── Recorded information

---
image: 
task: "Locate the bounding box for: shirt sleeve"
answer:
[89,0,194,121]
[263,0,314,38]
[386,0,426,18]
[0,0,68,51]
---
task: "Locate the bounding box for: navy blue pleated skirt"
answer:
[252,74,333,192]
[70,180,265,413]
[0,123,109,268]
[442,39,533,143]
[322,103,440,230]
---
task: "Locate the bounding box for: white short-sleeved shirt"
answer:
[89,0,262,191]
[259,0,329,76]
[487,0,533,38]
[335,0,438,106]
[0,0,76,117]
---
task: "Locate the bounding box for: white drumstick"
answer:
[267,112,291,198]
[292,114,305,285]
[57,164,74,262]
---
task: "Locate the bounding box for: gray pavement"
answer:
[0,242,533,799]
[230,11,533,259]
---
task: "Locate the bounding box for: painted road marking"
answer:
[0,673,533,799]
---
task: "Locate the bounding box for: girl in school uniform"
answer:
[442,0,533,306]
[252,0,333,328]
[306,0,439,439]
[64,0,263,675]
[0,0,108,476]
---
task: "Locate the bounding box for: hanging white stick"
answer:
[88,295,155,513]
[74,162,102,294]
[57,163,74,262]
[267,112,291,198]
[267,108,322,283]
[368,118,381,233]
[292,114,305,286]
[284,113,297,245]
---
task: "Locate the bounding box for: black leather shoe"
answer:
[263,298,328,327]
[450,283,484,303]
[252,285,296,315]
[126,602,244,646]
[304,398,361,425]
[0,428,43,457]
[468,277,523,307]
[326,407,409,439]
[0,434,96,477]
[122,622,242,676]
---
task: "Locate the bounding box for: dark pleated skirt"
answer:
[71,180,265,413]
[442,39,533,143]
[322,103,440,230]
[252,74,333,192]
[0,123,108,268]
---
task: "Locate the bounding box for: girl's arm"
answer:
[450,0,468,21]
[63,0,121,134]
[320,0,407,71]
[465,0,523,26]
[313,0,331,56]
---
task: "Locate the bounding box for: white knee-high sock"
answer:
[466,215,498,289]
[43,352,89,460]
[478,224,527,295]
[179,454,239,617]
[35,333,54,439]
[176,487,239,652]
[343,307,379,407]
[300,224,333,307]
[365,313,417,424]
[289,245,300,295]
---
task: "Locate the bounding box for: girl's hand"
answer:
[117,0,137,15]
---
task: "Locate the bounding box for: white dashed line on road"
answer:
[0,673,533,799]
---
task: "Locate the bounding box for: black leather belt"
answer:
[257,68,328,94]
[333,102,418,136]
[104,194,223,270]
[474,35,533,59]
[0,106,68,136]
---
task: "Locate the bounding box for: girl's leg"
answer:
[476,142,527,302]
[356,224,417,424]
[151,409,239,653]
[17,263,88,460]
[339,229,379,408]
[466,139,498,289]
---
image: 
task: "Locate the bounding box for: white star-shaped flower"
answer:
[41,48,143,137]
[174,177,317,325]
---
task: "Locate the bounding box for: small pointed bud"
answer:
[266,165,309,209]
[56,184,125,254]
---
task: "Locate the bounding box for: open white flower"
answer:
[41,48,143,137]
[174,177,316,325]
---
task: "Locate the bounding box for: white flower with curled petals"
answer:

────

__Exercise task__
List every line of the material that contains the word "shirt", copying each line in full. Case matters.

__Completed task__
task: "Locate the bounding box for: shirt sleeve"
task: "Locate the bounding box for: white short-sleeved shirt"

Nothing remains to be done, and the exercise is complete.